* BEGIN Records for the task *

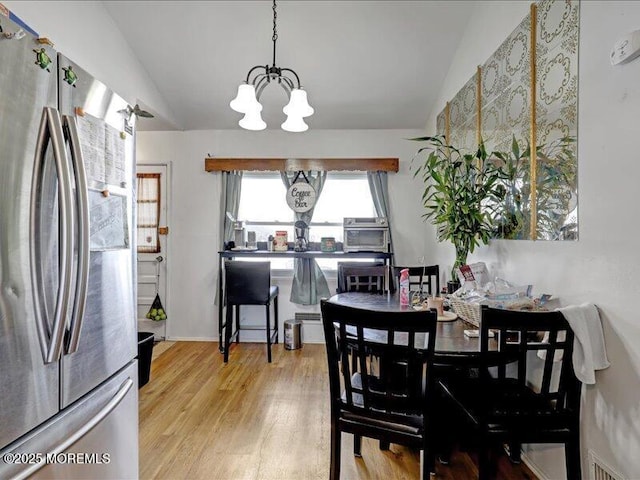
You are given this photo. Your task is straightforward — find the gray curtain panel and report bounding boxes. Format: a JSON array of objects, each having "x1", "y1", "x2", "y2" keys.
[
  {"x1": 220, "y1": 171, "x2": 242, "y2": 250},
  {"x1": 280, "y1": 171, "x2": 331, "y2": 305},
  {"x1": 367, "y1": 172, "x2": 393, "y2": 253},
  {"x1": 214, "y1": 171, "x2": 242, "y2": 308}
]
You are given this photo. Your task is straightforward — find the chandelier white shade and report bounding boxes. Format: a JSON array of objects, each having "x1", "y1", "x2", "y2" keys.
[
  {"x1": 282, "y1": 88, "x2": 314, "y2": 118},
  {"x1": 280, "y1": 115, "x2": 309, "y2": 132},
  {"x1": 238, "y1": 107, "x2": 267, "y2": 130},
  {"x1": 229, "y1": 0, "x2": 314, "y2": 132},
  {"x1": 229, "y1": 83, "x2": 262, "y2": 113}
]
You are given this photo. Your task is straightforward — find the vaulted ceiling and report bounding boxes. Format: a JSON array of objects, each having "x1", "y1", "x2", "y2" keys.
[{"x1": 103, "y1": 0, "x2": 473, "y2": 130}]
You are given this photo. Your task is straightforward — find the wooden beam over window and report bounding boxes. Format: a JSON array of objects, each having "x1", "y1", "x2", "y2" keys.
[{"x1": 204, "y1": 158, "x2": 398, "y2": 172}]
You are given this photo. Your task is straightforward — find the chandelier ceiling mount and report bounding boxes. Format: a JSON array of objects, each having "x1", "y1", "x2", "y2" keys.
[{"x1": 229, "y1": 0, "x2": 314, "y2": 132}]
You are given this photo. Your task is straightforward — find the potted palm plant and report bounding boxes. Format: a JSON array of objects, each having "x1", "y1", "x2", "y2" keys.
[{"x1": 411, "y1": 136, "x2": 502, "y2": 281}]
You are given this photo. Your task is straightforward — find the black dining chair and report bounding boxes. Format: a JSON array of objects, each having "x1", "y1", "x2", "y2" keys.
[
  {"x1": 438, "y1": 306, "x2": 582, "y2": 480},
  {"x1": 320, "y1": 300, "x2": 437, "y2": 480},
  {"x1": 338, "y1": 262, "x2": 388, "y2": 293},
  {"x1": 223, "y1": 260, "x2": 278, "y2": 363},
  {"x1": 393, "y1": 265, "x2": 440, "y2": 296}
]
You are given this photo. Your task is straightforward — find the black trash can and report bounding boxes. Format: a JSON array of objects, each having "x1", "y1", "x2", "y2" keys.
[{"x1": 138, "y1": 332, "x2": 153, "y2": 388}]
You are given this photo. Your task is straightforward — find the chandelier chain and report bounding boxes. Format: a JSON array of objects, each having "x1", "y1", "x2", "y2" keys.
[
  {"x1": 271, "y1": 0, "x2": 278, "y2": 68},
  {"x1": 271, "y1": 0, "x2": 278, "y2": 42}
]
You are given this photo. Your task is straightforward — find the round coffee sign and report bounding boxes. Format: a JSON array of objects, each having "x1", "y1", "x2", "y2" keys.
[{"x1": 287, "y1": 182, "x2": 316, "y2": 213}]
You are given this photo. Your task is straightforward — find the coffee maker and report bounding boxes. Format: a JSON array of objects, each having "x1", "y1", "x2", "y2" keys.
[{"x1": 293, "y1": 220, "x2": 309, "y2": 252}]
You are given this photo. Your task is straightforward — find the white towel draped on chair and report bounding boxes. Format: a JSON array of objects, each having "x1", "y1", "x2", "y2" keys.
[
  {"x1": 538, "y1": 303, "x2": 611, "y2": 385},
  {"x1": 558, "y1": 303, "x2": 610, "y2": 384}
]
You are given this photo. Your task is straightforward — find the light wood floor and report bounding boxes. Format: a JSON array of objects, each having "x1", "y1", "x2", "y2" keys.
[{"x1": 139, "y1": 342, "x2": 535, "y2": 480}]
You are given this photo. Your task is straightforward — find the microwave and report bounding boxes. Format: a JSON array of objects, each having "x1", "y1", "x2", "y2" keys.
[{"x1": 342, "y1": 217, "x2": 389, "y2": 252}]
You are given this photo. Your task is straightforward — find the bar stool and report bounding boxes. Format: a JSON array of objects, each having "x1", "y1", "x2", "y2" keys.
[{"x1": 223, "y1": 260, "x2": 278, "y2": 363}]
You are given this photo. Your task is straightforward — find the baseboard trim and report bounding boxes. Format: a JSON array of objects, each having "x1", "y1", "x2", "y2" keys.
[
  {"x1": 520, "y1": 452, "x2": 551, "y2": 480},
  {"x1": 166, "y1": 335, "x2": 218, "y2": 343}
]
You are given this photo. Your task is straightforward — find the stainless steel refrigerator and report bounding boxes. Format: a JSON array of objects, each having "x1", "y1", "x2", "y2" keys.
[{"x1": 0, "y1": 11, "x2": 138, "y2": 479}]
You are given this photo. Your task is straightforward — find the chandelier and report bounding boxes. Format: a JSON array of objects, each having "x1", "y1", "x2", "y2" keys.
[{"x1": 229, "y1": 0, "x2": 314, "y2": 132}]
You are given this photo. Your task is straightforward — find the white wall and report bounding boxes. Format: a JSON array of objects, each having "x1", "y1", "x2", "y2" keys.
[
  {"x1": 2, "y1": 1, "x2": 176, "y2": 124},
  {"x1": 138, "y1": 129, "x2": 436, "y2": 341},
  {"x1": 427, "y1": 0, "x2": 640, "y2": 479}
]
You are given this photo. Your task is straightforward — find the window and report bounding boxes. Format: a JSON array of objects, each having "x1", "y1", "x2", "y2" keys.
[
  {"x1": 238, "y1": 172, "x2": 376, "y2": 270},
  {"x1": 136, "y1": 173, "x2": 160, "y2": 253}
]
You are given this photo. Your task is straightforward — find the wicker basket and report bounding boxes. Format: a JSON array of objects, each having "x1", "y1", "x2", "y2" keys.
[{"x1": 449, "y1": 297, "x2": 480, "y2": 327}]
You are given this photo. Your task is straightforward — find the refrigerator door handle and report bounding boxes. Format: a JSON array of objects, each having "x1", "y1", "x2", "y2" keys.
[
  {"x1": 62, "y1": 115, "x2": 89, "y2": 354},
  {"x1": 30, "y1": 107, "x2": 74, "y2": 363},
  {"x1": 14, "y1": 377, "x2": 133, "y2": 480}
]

* END Records for the task *

▶ _Task instructions_:
Rewrite the lines from the one containing "find the wicker" through the end of the records, both included, as a numbered list with blank lines omitted.

▶ _Response to this task_:
1. You are given this photo. Your task is straightforward — find the wicker basket and report bounding boxes. Format: a JSON array of objects, each having "x1", "y1", "x2", "y2" keys.
2. [{"x1": 449, "y1": 297, "x2": 480, "y2": 327}]
3. You are given this photo. Your task is straightforward — find the refrigerator door handle and report bounding boxes. Format: a JSON array of objects, each having "x1", "y1", "x2", "y2" keys.
4. [
5.   {"x1": 62, "y1": 115, "x2": 89, "y2": 354},
6.   {"x1": 30, "y1": 107, "x2": 74, "y2": 363},
7.   {"x1": 14, "y1": 377, "x2": 133, "y2": 480}
8. ]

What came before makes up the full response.